Please write out exactly the lines that begin at the line containing "Point to the man in" and run to the end of the records.

(Photo-based point labeling data)
□ □ □ □ □ □ □
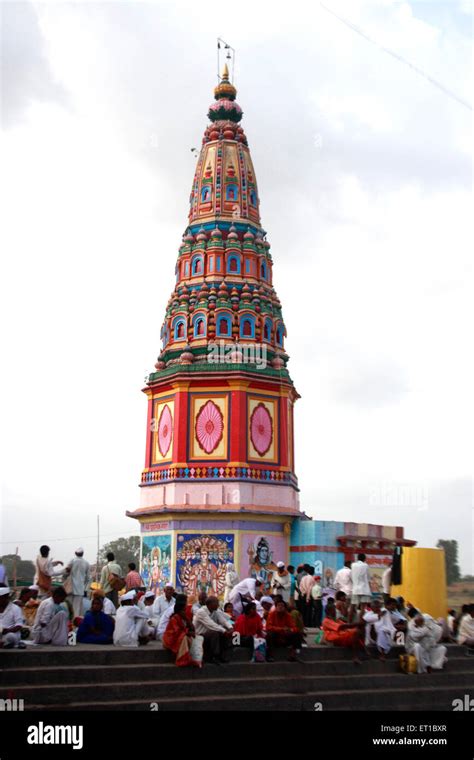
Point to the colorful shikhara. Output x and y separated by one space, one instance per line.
221 399
224 281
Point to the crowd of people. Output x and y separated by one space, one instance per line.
120 611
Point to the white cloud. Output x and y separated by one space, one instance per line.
364 174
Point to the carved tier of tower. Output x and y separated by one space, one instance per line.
220 401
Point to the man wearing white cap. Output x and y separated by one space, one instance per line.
78 572
146 605
129 621
164 601
11 621
281 582
51 622
244 591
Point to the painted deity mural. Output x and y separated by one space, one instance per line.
259 555
156 562
201 563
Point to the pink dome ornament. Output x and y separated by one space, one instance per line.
165 431
261 429
209 427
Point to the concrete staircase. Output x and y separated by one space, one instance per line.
109 678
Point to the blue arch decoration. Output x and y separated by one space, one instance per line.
224 326
267 329
233 264
197 265
279 333
165 335
232 192
198 320
179 328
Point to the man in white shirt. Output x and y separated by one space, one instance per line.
387 583
201 602
111 570
422 641
51 621
361 593
45 571
466 629
164 601
281 582
211 623
343 579
129 621
244 590
11 621
78 571
146 605
3 573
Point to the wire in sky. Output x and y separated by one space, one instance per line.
430 79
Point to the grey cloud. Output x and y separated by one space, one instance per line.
25 72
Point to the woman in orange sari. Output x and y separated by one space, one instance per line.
342 634
180 638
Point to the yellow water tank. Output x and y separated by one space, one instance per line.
424 580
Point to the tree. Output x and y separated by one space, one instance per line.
453 573
25 569
125 549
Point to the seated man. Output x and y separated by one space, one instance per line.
51 622
342 634
342 607
229 611
96 626
146 604
282 631
466 630
379 629
245 592
422 641
266 604
108 606
129 622
180 637
11 621
201 602
216 630
399 621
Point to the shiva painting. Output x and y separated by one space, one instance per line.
156 562
260 554
201 563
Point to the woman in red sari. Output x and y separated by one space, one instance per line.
180 637
342 634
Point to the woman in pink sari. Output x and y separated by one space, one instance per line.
180 637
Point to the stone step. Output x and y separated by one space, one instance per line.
409 698
205 684
44 656
90 674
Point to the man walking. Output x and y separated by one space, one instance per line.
110 576
212 624
361 593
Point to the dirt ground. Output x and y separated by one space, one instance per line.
460 593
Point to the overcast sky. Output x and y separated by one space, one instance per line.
364 173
□ □ □ □ □ □ □
**TASK SOLUTION**.
Point to the man in white shirt. Output x and y separated by one space, one instance per line.
387 583
201 602
111 570
422 641
51 621
361 593
45 571
466 629
164 601
281 582
211 623
343 579
129 621
244 590
11 621
78 571
146 605
3 573
Point to the wire in sky. Output x and y separated by one space, one instance per line.
430 79
Point to the grey cloud. Output x and y separated by one space, one instance per line.
25 72
Point to the woman in orange sari. Output x and y separated by one space, one instance per line.
342 634
180 638
Point to the yellow water tank. Output x and y separated by one space, one instance per line.
424 580
Point to the tree. Output x and y separated by one space, one instance per line.
453 573
25 569
125 549
Point to the seated man. Output x and y separated by one space, one instance per line.
51 622
342 634
342 607
229 611
96 626
146 604
282 631
466 630
379 629
245 592
422 641
266 604
108 606
129 622
180 637
11 621
201 602
216 630
399 621
Point to the shiva painting. Output x and y separated by one space, one instance per line.
156 562
260 554
201 563
Point to the woman in red sari. Output x and y separated by one space, one instance per line.
180 637
342 634
Point to the woman in pink sari. Output x and y separated by one space, one instance per line.
180 637
Point to the stone step. Output x and y separated by one space, one instance per line.
409 698
205 684
44 656
90 674
Point to the man walking. Output x and y separated by one space, one instance per line.
110 576
212 624
361 593
Point to the dirt ground. Output x and y separated by one space, one instance per line.
460 593
Point to the overcast sky. Output x and y separated by one space, one instance per line.
364 173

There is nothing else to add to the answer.